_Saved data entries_
^^^^

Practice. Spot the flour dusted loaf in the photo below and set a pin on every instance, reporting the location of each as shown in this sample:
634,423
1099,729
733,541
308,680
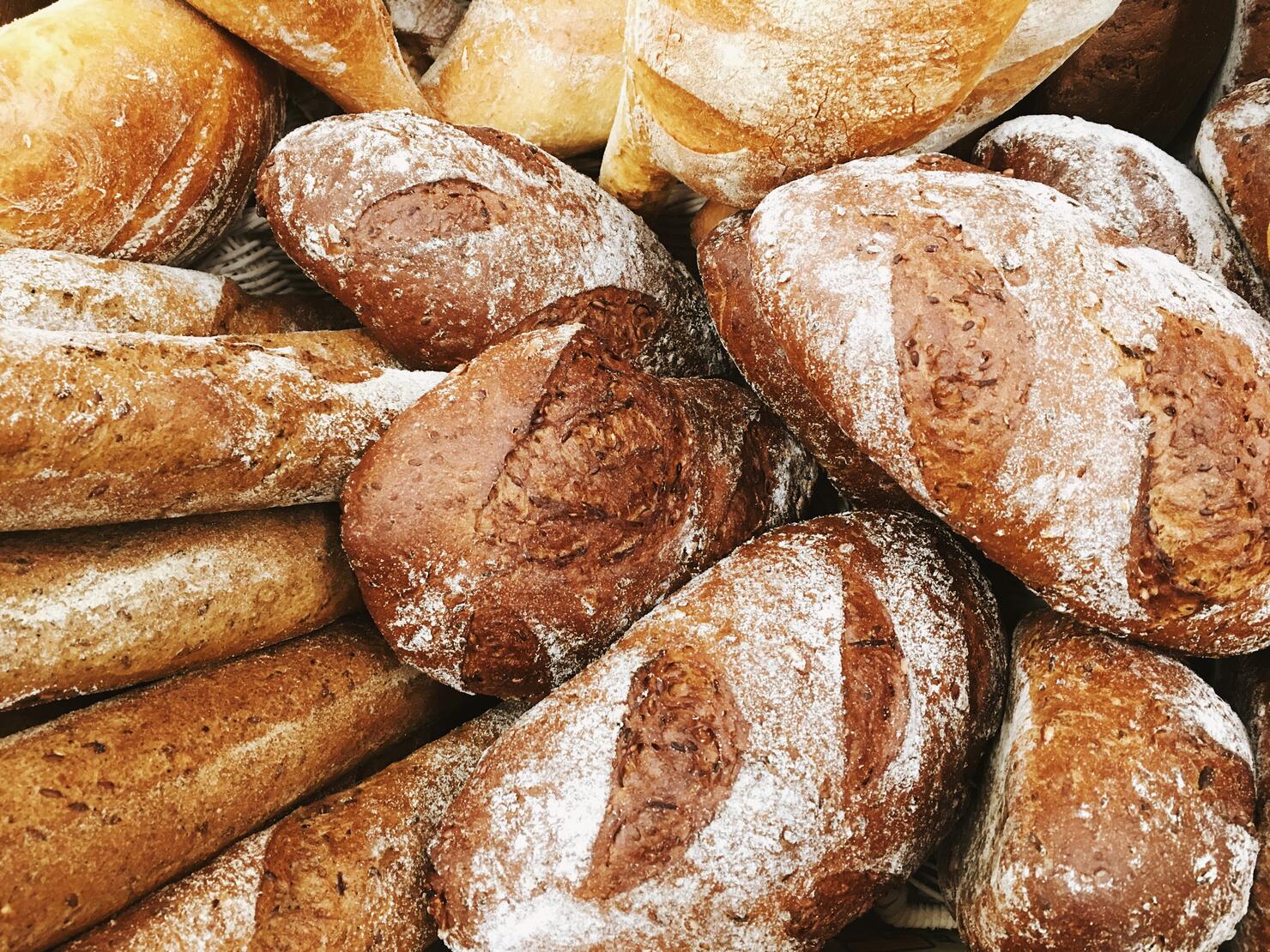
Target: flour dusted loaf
444,240
1092,414
512,523
106,804
737,98
118,427
1147,195
1116,812
84,611
342,873
129,142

^^^^

_Your assignment_
Set every entry down again word for word, but not the pictures.

_Expected answer_
Practice. Spot the flour dusted loaf in the photo below and set a pin on every instance, reporting the location of each as shown in this sample:
634,423
1099,729
733,541
308,680
Target: flour dusted loaf
444,240
1092,414
512,523
106,804
737,98
118,427
1147,195
1116,812
84,611
342,873
129,142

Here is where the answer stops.